» Description of the task: In every one of the rows below, swap "single point" for "single dot" and keep all other text unchanged.

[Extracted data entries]
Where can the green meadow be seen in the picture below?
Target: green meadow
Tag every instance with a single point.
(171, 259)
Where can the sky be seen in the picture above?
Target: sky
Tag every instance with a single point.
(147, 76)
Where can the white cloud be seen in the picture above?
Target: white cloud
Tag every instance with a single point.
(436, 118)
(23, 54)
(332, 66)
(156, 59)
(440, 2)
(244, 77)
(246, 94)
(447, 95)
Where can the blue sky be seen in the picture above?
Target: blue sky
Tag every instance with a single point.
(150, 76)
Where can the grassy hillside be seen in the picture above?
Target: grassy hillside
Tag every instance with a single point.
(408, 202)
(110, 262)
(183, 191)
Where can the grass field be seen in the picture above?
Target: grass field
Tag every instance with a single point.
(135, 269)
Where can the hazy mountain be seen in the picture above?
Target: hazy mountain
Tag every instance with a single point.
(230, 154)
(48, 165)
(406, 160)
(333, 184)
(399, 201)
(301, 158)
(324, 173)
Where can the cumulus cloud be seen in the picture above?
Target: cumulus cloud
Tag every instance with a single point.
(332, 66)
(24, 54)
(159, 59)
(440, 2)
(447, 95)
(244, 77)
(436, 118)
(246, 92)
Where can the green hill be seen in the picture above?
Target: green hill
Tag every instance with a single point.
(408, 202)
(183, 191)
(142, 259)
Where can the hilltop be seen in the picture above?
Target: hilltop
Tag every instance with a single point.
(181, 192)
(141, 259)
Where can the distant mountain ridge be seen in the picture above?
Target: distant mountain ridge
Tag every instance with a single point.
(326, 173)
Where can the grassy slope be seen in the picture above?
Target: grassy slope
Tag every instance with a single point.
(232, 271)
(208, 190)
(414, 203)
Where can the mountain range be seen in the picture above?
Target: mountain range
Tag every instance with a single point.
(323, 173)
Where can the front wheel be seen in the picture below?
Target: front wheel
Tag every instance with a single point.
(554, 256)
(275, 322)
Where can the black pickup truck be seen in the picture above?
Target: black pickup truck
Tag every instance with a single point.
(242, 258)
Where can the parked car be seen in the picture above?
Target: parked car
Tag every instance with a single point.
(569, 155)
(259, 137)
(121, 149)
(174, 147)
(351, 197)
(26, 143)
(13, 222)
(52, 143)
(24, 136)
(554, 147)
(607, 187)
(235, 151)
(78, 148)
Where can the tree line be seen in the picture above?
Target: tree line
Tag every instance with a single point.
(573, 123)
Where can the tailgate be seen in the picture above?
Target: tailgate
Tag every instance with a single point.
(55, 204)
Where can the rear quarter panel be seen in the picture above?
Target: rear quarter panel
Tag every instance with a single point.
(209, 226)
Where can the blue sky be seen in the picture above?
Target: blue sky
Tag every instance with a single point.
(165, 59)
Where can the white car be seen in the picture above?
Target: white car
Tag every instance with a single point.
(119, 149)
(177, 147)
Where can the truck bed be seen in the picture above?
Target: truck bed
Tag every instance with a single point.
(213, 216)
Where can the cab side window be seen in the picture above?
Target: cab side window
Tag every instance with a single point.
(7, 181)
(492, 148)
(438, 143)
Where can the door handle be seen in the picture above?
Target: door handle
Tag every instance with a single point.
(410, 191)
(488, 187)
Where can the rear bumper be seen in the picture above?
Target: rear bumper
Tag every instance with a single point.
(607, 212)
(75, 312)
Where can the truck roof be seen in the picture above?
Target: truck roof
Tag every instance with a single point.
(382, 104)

» Answer to the problem:
Where can the green meadow be seen in the picture below?
Target: green meadow
Tag every instance with a single dot.
(171, 259)
Where can the sky be seen in the picture above?
Target: sky
Tag every instance with a single dot.
(147, 76)
Where can the white cloud be seen in the picture above?
Target: white cloud
Tag every instance with a single dot.
(436, 118)
(23, 54)
(332, 66)
(156, 59)
(440, 2)
(244, 77)
(246, 94)
(447, 95)
Where can the blue sky be seen in the picture above?
Target: blue sky
Tag every instance with a single dot.
(150, 76)
Where can the grassy hillside be seen in the picture above?
Target: grassy hillside
Tag every instance with a single dot.
(408, 202)
(110, 262)
(183, 191)
Where can the grass field be seen in the picture above?
Target: grass field
Tag every instance with a single dot.
(135, 269)
Where can the hazy mountain be seen in the picture above?
Target: hazy mountain
Tag every instance with a single dot.
(230, 154)
(48, 165)
(406, 160)
(333, 184)
(399, 201)
(301, 158)
(324, 173)
Where can the cumulus cloud be seen in the picture above?
Target: cumulus cloud
Tag every instance with a single dot.
(332, 66)
(24, 54)
(159, 59)
(440, 2)
(447, 95)
(244, 77)
(436, 118)
(246, 92)
Where can the green hill be seen in the picture above?
Target: green hill
Tag every instance with a single dot.
(408, 202)
(183, 191)
(142, 259)
Where can the hilltop be seen in the picture above?
Target: hilltop
Tag every instance with a single dot.
(181, 192)
(141, 259)
Where can the distant mountain ridge be seen in the picture above?
Target: distant mountain ridge
Tag every instance with a single dot.
(326, 173)
Where can the grassy slope be seen in the picture above?
Target: grassy slope
Tag every instance with a single dot.
(232, 271)
(208, 190)
(414, 203)
Where can the mountain range be seen in the picture above?
Target: mountain range
Tag every instance with a single dot.
(323, 173)
Where can the front wheel be seen in the picture below?
Target: front wheel
Tag every instance with a single dot.
(554, 256)
(275, 322)
Where can the black pickup truck be seen in the picture above?
Target: black pickup truck
Tag every instance with a single dot.
(242, 258)
Where can the parked car be seen in the picture above?
Target: parked car
Tag every instance with a single dot.
(569, 155)
(259, 137)
(121, 149)
(174, 147)
(351, 197)
(26, 143)
(13, 222)
(52, 143)
(24, 136)
(554, 147)
(607, 187)
(235, 151)
(78, 148)
Where can the tree line be seen in the picture above?
Target: tree line
Tag every instance with a single dot.
(573, 123)
Where can the tailgate be seen in the picture above?
Target: tailgate
Tag every instance with a single dot.
(55, 204)
Where can the rear quarter panel be seen in the picture above?
Target: rear quarter panel
Tag every instance with a single dot.
(209, 226)
Where can the blue sky be seen in the picture above?
Target: blue sky
Tag every instance with a single dot.
(165, 59)
Where can the white car be seen in the picture above?
Target: white car
Tag every instance with a single dot.
(119, 149)
(177, 147)
Where can the truck bed be seen in the picture above?
Target: truck bed
Tag every instance with a single dot.
(213, 216)
Where can the cab side window be seen in the picture above?
Target: cab side window
Tag every instance with a single dot.
(7, 181)
(492, 148)
(438, 143)
Where can the door handle be seen in the picture above?
Target: door handle
Tag every instance with a single dot.
(410, 191)
(488, 187)
Where can the rear bumper be seen in the picture above?
Target: rear bumper
Tag every instance with a single dot.
(607, 212)
(75, 312)
Where can the truck roof be seen in the picture above?
Target: truck roof
Tag every instance with a single dot.
(382, 104)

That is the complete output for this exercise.